- Extracted entries
begin
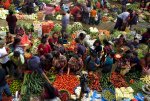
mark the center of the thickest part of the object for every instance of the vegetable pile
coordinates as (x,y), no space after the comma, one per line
(146,79)
(77,26)
(108,95)
(57,27)
(67,82)
(105,82)
(137,86)
(32,84)
(64,95)
(15,86)
(118,80)
(94,82)
(133,76)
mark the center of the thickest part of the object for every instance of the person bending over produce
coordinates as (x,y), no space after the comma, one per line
(92,62)
(98,47)
(16,46)
(80,48)
(146,36)
(34,64)
(122,19)
(4,60)
(50,93)
(3,84)
(53,40)
(59,61)
(75,64)
(17,61)
(107,66)
(145,63)
(11,20)
(44,47)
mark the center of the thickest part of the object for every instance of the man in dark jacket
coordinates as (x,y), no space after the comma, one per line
(11,20)
(3,84)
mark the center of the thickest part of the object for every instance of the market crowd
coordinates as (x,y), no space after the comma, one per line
(104,56)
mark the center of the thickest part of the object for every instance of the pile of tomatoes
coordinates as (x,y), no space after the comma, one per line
(66,82)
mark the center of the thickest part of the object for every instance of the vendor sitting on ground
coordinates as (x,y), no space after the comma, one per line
(59,61)
(80,48)
(17,60)
(92,62)
(75,64)
(98,47)
(44,47)
(50,93)
(35,65)
(107,65)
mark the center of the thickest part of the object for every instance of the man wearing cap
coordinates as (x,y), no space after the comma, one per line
(35,64)
(4,60)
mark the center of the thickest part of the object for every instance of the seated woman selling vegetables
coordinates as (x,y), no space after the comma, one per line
(75,64)
(49,93)
(145,63)
(59,61)
(44,47)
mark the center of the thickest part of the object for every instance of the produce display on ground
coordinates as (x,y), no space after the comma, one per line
(94,82)
(43,25)
(67,82)
(118,80)
(32,85)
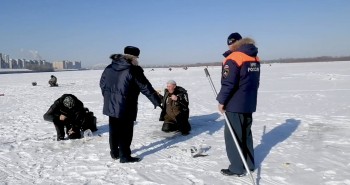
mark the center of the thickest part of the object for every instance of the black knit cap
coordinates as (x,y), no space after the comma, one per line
(131,50)
(233,37)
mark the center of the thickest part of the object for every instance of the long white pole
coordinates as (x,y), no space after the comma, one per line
(231,130)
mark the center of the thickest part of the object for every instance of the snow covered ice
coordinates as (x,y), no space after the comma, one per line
(301,130)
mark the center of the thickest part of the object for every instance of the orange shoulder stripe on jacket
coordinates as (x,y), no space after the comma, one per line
(240,58)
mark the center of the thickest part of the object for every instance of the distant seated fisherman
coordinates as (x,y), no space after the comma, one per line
(175,111)
(69,112)
(53,81)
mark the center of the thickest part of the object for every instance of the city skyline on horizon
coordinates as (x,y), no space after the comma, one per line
(171,32)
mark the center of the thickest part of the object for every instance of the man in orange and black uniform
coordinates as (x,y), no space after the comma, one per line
(238,98)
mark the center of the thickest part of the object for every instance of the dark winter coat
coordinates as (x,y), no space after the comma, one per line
(75,114)
(240,78)
(121,83)
(175,107)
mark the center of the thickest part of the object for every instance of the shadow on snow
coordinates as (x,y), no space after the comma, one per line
(199,124)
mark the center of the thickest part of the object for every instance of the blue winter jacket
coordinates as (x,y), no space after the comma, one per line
(121,83)
(240,80)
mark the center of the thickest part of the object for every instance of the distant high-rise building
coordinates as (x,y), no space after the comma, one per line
(0,60)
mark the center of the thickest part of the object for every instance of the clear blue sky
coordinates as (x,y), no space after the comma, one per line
(171,31)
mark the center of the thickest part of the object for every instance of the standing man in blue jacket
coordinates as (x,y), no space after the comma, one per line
(238,98)
(121,83)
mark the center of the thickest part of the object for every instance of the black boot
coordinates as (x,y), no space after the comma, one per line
(130,160)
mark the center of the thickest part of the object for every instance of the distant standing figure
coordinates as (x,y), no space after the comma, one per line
(175,111)
(121,83)
(53,81)
(238,98)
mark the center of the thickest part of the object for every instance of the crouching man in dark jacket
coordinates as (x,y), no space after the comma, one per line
(68,111)
(121,83)
(175,111)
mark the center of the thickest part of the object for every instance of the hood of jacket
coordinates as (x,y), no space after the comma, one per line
(245,45)
(121,62)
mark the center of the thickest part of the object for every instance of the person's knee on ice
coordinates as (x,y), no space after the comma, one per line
(175,109)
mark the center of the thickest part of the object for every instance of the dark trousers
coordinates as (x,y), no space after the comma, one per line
(59,126)
(120,137)
(241,124)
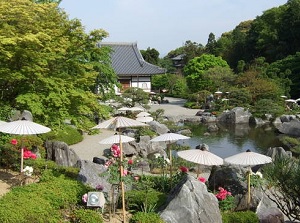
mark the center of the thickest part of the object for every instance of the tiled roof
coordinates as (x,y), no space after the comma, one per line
(127,60)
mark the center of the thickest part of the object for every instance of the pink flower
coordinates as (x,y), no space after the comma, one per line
(130,162)
(136,178)
(202,179)
(14,142)
(84,198)
(184,169)
(27,154)
(115,149)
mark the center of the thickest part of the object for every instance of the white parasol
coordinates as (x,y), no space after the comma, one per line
(143,114)
(118,123)
(202,157)
(23,127)
(248,158)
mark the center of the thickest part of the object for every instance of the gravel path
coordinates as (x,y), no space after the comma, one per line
(90,147)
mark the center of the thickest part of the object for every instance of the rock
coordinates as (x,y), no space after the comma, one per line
(60,153)
(191,202)
(267,211)
(158,127)
(290,128)
(237,115)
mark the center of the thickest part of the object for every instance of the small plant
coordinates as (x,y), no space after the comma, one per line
(239,217)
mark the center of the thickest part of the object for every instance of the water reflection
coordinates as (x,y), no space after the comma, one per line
(233,139)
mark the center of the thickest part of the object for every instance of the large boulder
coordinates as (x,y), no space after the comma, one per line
(191,202)
(91,174)
(290,128)
(60,153)
(237,115)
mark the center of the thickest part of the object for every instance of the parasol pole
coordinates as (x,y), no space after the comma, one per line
(22,154)
(170,154)
(249,190)
(122,183)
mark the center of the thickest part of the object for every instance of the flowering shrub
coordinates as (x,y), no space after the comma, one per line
(115,149)
(84,198)
(226,200)
(14,142)
(184,169)
(27,154)
(256,179)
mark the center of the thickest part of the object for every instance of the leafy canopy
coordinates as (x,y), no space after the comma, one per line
(49,65)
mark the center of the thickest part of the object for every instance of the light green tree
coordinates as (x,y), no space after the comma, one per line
(50,66)
(195,69)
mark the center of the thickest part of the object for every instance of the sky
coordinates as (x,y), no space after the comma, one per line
(164,24)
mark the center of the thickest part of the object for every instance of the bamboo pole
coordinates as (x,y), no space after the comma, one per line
(249,190)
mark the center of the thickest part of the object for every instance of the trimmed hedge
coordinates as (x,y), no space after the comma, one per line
(41,202)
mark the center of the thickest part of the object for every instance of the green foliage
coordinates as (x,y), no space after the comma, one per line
(283,176)
(144,217)
(87,216)
(239,217)
(195,69)
(144,200)
(68,134)
(150,55)
(52,68)
(292,143)
(10,155)
(227,204)
(41,202)
(267,106)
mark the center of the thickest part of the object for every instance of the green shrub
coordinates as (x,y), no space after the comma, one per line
(239,217)
(87,216)
(142,217)
(144,200)
(67,134)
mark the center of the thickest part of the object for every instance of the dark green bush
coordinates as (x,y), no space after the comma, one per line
(239,217)
(87,216)
(41,202)
(143,217)
(67,134)
(144,200)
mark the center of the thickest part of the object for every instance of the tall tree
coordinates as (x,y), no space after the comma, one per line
(210,47)
(195,69)
(150,55)
(49,65)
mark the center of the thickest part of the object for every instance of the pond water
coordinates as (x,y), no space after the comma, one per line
(230,140)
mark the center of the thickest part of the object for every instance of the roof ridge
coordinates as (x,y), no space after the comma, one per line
(120,43)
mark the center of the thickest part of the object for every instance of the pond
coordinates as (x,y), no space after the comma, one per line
(230,140)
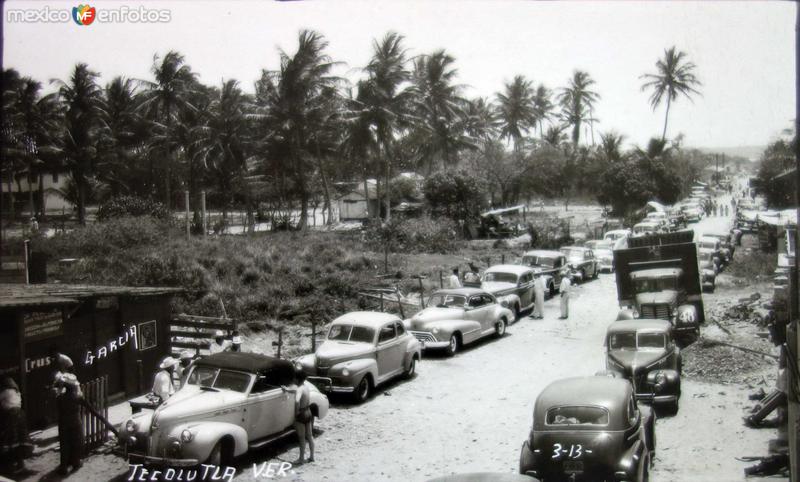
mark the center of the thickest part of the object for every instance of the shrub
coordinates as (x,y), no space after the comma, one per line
(122,206)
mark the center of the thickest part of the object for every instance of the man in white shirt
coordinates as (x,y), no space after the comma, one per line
(455,282)
(162,384)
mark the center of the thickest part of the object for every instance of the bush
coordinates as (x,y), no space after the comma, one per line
(123,206)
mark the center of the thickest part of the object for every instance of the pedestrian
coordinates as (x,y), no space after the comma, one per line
(220,343)
(455,282)
(185,362)
(162,382)
(566,286)
(15,444)
(539,287)
(303,418)
(70,429)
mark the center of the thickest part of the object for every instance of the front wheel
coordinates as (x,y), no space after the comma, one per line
(452,347)
(500,328)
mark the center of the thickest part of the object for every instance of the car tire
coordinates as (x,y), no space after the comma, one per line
(363,389)
(453,346)
(500,328)
(412,369)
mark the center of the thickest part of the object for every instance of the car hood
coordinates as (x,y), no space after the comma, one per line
(658,297)
(634,360)
(192,401)
(336,351)
(496,287)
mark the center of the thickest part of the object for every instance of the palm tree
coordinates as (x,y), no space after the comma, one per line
(164,99)
(439,109)
(81,99)
(387,100)
(577,103)
(516,109)
(674,77)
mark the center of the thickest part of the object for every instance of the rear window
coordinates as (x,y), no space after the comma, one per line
(577,416)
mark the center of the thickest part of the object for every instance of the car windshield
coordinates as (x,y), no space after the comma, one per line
(442,300)
(210,377)
(648,285)
(352,333)
(543,261)
(500,277)
(651,340)
(577,416)
(572,252)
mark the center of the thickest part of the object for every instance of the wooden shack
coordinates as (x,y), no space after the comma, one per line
(120,333)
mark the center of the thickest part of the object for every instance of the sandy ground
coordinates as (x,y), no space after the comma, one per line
(473,411)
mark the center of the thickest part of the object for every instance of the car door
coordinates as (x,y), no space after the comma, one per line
(388,351)
(269,410)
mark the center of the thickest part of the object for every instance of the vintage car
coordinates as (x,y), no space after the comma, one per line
(604,252)
(712,244)
(645,353)
(709,268)
(231,402)
(581,261)
(646,227)
(363,349)
(512,285)
(550,264)
(457,317)
(589,429)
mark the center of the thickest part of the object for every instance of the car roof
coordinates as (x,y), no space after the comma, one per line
(639,325)
(249,362)
(648,273)
(372,319)
(509,268)
(543,252)
(462,291)
(608,392)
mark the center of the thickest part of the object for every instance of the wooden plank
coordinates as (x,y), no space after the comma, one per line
(202,325)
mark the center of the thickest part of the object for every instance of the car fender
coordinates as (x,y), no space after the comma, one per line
(357,368)
(206,435)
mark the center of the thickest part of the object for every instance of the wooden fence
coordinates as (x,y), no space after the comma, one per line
(197,332)
(95,428)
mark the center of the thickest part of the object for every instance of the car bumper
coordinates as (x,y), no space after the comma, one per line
(162,461)
(325,385)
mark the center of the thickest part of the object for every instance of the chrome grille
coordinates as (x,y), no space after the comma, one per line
(423,336)
(660,312)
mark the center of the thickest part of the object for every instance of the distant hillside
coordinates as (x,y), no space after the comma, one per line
(748,152)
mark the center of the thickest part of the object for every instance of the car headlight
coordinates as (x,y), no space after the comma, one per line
(187,436)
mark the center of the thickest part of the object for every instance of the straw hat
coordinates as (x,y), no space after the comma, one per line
(168,362)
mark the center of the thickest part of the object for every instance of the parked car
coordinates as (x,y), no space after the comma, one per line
(645,353)
(512,285)
(550,264)
(457,317)
(589,429)
(362,350)
(231,402)
(581,261)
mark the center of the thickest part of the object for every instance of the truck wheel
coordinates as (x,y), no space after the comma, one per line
(363,389)
(452,347)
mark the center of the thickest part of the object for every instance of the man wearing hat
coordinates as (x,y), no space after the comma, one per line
(185,362)
(162,384)
(220,343)
(70,429)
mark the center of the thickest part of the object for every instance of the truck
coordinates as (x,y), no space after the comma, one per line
(658,278)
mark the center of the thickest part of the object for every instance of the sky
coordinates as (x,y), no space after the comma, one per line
(744,51)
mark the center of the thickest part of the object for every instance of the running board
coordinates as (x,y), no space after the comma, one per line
(257,444)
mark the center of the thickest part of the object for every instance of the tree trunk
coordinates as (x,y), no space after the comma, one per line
(666,118)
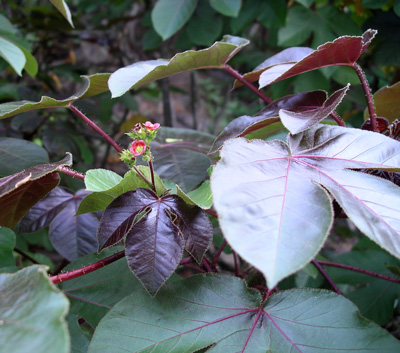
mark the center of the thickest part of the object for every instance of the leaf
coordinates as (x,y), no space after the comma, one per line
(94,294)
(19,192)
(342,51)
(17,154)
(93,85)
(168,16)
(98,201)
(386,101)
(30,308)
(221,312)
(72,236)
(64,10)
(7,244)
(311,106)
(101,179)
(229,8)
(275,189)
(157,230)
(144,72)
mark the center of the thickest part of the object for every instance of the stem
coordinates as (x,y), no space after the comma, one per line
(87,269)
(71,172)
(95,127)
(216,258)
(368,96)
(26,256)
(248,84)
(339,121)
(326,276)
(152,176)
(360,270)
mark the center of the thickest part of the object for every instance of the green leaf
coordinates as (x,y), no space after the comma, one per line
(13,55)
(93,85)
(101,179)
(168,16)
(64,10)
(7,243)
(19,192)
(16,155)
(32,313)
(229,8)
(98,201)
(221,312)
(275,189)
(144,72)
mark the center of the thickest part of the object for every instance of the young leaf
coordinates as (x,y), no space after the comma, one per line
(157,230)
(221,312)
(275,210)
(17,154)
(168,16)
(342,51)
(144,72)
(32,313)
(19,192)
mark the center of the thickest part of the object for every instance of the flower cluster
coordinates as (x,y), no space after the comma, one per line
(142,135)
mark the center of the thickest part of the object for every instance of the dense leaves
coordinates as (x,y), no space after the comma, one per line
(220,311)
(157,231)
(274,204)
(30,308)
(19,192)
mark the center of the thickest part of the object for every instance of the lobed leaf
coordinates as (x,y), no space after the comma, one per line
(342,51)
(276,211)
(144,72)
(220,312)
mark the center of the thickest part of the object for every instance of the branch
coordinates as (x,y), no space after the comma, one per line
(360,270)
(95,127)
(87,269)
(248,84)
(325,275)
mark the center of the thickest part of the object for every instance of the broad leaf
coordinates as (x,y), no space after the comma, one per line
(168,16)
(342,51)
(297,112)
(32,313)
(19,192)
(16,155)
(72,236)
(221,312)
(98,201)
(93,85)
(144,72)
(101,179)
(386,102)
(157,230)
(94,294)
(64,10)
(275,210)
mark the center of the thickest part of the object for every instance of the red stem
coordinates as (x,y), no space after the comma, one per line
(368,96)
(326,276)
(87,269)
(71,172)
(95,128)
(248,84)
(360,270)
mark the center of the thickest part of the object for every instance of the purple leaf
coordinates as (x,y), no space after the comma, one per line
(342,51)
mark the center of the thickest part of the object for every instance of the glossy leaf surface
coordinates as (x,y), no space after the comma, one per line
(19,192)
(220,311)
(342,51)
(144,72)
(275,211)
(154,244)
(30,308)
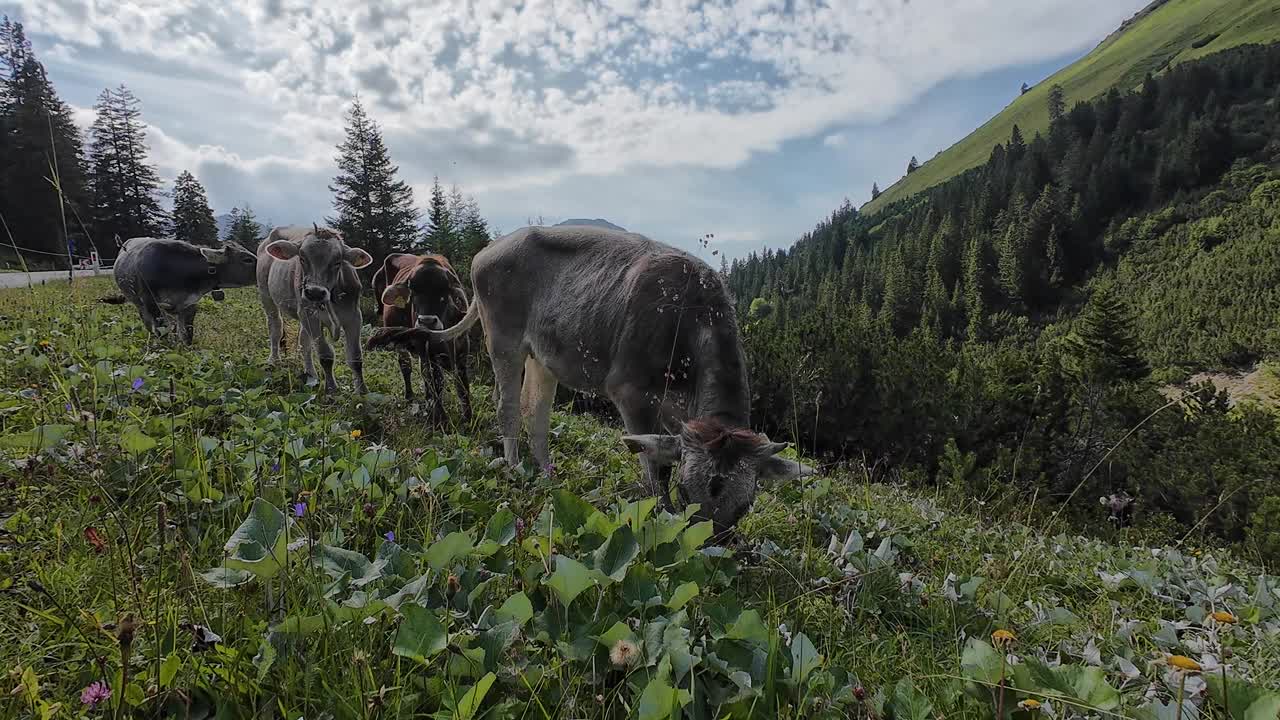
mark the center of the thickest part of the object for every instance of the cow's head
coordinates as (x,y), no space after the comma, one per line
(323,258)
(721,466)
(425,290)
(232,264)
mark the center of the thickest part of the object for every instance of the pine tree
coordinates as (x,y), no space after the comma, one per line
(374,209)
(124,186)
(245,229)
(42,187)
(1102,346)
(1056,103)
(439,224)
(192,218)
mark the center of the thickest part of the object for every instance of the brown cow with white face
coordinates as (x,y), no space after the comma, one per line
(645,324)
(423,291)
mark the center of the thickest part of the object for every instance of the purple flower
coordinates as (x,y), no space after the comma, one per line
(95,693)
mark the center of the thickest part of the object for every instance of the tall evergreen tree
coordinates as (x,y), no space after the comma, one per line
(245,229)
(42,187)
(192,218)
(124,186)
(439,224)
(374,209)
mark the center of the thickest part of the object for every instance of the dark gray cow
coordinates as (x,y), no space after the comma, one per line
(165,278)
(310,273)
(648,326)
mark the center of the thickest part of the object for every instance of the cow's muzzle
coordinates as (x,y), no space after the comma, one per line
(429,322)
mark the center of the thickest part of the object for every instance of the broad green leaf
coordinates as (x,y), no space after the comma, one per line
(516,607)
(169,669)
(682,595)
(225,577)
(135,441)
(420,636)
(570,579)
(470,702)
(571,510)
(615,556)
(804,657)
(260,545)
(443,552)
(909,703)
(750,628)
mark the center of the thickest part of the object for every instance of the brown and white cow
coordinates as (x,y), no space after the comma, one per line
(423,291)
(643,323)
end
- What is asked
Keep only the lines from the one containing "the cow's head" to the end of the entries, and repeat them exactly.

- Full response
mark the center of the thickest part of the object for every instance of the cow's head
coordinates as (x,y), no space after the comma, one per line
(323,258)
(721,466)
(425,290)
(232,264)
mark the center of the thickest part of the object for every instance of the pine tree
coordinates as (x,y), no space after the comma, one per line
(374,209)
(124,186)
(245,229)
(42,187)
(1102,346)
(1056,103)
(439,224)
(192,218)
mark the center of the thickest part of the object for every instance of the brown cow with white face
coordinates as (x,y), no space after the comma, one per line
(645,324)
(423,291)
mark the center of the thickest part of the object for every instance of the purple flower
coordinates as (x,y), no space after the comma, one per line
(95,693)
mark the center of the thickest part of the object for every instance of the tall evergreen tree
coordinates as (x,y), no space after the comma, one per line
(245,229)
(42,187)
(192,218)
(124,186)
(439,224)
(374,209)
mark the center of the thickest part of the object for every instance of the dark gray cow
coordinates as (x,y), no space after the comma, one per line
(165,278)
(310,273)
(648,326)
mark the center of the thickest part of the object for every instance of the cow's muzzle
coordinates as (x,y), no space after the comma, one per line
(429,322)
mark the center of the thickest part of the object for every instance of the broad green leaf
coordinates as (x,y), no space after the comma, one per line
(516,607)
(169,669)
(682,595)
(225,577)
(135,441)
(420,636)
(570,579)
(470,702)
(571,510)
(615,556)
(804,657)
(260,545)
(443,552)
(909,703)
(750,628)
mark the center of the thickest part of the object for every instance of the brown and white cow
coordinates as (x,y), no space after the comma, one per line
(423,291)
(643,323)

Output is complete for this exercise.